▸ **What you have to do**
Apart from the pictures, output all of the records exactly.

(Excerpts from a dataset)

== Segment start ==

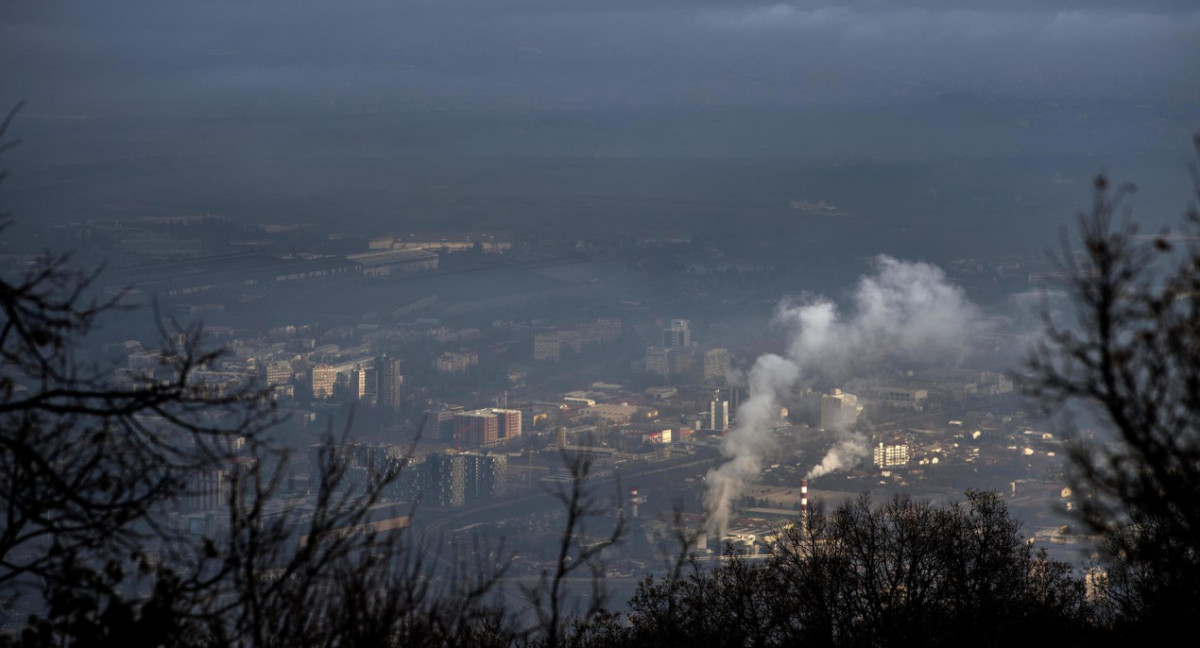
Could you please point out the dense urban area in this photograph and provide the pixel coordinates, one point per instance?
(599, 324)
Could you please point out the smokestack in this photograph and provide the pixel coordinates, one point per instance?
(804, 503)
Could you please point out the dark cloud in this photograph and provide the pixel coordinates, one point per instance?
(207, 55)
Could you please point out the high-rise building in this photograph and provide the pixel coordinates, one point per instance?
(445, 480)
(888, 455)
(658, 361)
(508, 424)
(719, 414)
(546, 347)
(678, 335)
(477, 429)
(839, 411)
(715, 365)
(323, 378)
(390, 382)
(279, 373)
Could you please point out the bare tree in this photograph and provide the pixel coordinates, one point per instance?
(90, 467)
(1133, 354)
(558, 622)
(87, 461)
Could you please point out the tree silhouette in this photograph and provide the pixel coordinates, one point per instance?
(1133, 354)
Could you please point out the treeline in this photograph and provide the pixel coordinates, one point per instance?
(91, 471)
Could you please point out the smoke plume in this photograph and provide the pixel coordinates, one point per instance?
(903, 311)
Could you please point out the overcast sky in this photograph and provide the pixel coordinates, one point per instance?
(85, 59)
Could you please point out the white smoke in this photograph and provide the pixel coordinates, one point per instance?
(844, 454)
(903, 311)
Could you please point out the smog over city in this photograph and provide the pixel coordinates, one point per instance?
(531, 323)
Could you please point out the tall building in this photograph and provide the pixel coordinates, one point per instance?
(546, 347)
(323, 378)
(486, 427)
(839, 411)
(279, 373)
(719, 414)
(390, 382)
(445, 480)
(456, 361)
(508, 424)
(678, 335)
(658, 361)
(477, 429)
(715, 365)
(888, 455)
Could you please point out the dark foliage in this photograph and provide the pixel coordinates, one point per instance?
(903, 574)
(1133, 354)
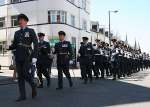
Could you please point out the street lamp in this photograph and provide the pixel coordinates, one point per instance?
(116, 11)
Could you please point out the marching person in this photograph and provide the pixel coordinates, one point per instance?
(25, 55)
(86, 59)
(114, 59)
(43, 60)
(63, 51)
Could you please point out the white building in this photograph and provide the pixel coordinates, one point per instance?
(47, 16)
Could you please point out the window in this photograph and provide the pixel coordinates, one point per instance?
(84, 25)
(2, 22)
(72, 20)
(15, 1)
(14, 21)
(55, 16)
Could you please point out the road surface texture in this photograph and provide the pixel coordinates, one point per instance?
(129, 92)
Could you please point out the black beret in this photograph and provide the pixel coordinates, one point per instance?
(85, 38)
(23, 16)
(61, 33)
(41, 34)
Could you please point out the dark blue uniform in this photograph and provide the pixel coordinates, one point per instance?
(23, 39)
(43, 62)
(86, 60)
(64, 53)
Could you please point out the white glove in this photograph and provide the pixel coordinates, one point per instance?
(70, 62)
(34, 60)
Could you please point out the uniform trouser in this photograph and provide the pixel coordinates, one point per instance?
(115, 69)
(106, 67)
(86, 69)
(100, 66)
(63, 69)
(45, 71)
(95, 71)
(24, 75)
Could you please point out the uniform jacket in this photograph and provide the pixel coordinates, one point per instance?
(22, 42)
(64, 52)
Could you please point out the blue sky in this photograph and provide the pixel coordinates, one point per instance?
(133, 18)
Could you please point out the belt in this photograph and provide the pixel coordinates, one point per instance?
(24, 45)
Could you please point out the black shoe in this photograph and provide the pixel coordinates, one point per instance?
(40, 86)
(34, 92)
(59, 88)
(21, 99)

== Segment end ==

▸ **Output**
Could you please point out the dense urban area in this photograph and provide the pixel coordinates, one point per instance?
(599, 324)
Could you please point out the smokestack in this photograph and provide the pixel coordinates, one point per instance?
(804, 503)
Could you please point out the dark cloud in this photograph and provide the pixel coordinates, one point per instance?
(207, 55)
Could you please point out the high-rise building in this photograph and provide the pixel coordinates, one point per instance?
(445, 480)
(888, 455)
(658, 361)
(508, 424)
(719, 414)
(546, 347)
(678, 335)
(477, 429)
(839, 411)
(715, 365)
(323, 378)
(390, 382)
(279, 373)
Could you please point out the bare tree in this photograph and provide the pixel coordinates, one point per instance?
(90, 467)
(1133, 354)
(558, 622)
(87, 461)
Could you please point out the tree silhouette in this photograph and provide the pixel coordinates, one point per instance?
(1133, 354)
Could you please point out the treeline in this photograph and provide the pixel coordinates, one point per instance?
(91, 471)
Could you please point out the smoke plume in this photograph and provide the pixel coordinates, one point per instance?
(903, 311)
Could you please point out the overcast sky in this photograph and provide the pixel coordinates, one point per instance?
(85, 59)
Could you please point out the white smoke in this photograph and provide the pixel coordinates, one point per instance?
(844, 454)
(903, 311)
Could you please point out the smog over city in this photograph and provide the pixel coordinates, one point per instance?
(531, 323)
Could you please point out the tall building in this photograph and provide the pixel coordinates, one point per instance?
(546, 347)
(323, 378)
(486, 427)
(839, 411)
(279, 373)
(719, 414)
(390, 382)
(445, 480)
(456, 361)
(508, 424)
(678, 335)
(658, 361)
(477, 429)
(715, 365)
(888, 455)
Could you please point out the dark foliage in this photograph and provide the pixel coordinates, one point per instance?
(903, 574)
(1133, 354)
Could you please point out the street lamp in this photograph and provide the pixel coordinates, one point per instance?
(116, 11)
Could you please point out the marching person in this photograph and provide the pixel coordinates, one point per instance?
(25, 55)
(86, 59)
(114, 59)
(43, 60)
(63, 51)
Could you please point out the white building in this photograph and provide the pixel coordinates, one point per instance?
(47, 16)
Could you please point out the window in this photograph and provide the pixel coordinates, one point per instance?
(84, 25)
(2, 22)
(72, 20)
(15, 1)
(14, 21)
(55, 16)
Could you please point out the road surface texture in this photograph and provide the pixel coordinates, one point per instance?
(129, 92)
Could you please point out the black beret in this photograph and provide the pixel coordinates, one point per instance?
(85, 38)
(23, 16)
(61, 33)
(41, 34)
Could you please point out the dark blue uniform in this photograph and provide the pixel coordinates, one point per instance?
(23, 39)
(43, 62)
(86, 60)
(64, 53)
Could you please point out the white glove in this photograph and provide the pixel coordinates, one point per instance?
(70, 62)
(34, 60)
Could you please point out the uniform trouser in this photograph and provide the pixel coordinates, one point per instance?
(115, 69)
(106, 67)
(86, 69)
(100, 66)
(63, 69)
(45, 71)
(95, 71)
(24, 75)
Could you please point out the uniform jacket in this photograph and provide the pixel coordinates, one point per instance?
(22, 42)
(64, 52)
Could you please point out the blue sky in this photograph and provide the pixel coordinates, one point per instance?
(133, 18)
Could you please point out the belt in this photograph and provide the pixel coordinates, one point per instance?
(24, 45)
Could you please point out the black shoe in this photograph and provide the pixel coordinates, one point per instance?
(40, 86)
(34, 92)
(59, 88)
(21, 99)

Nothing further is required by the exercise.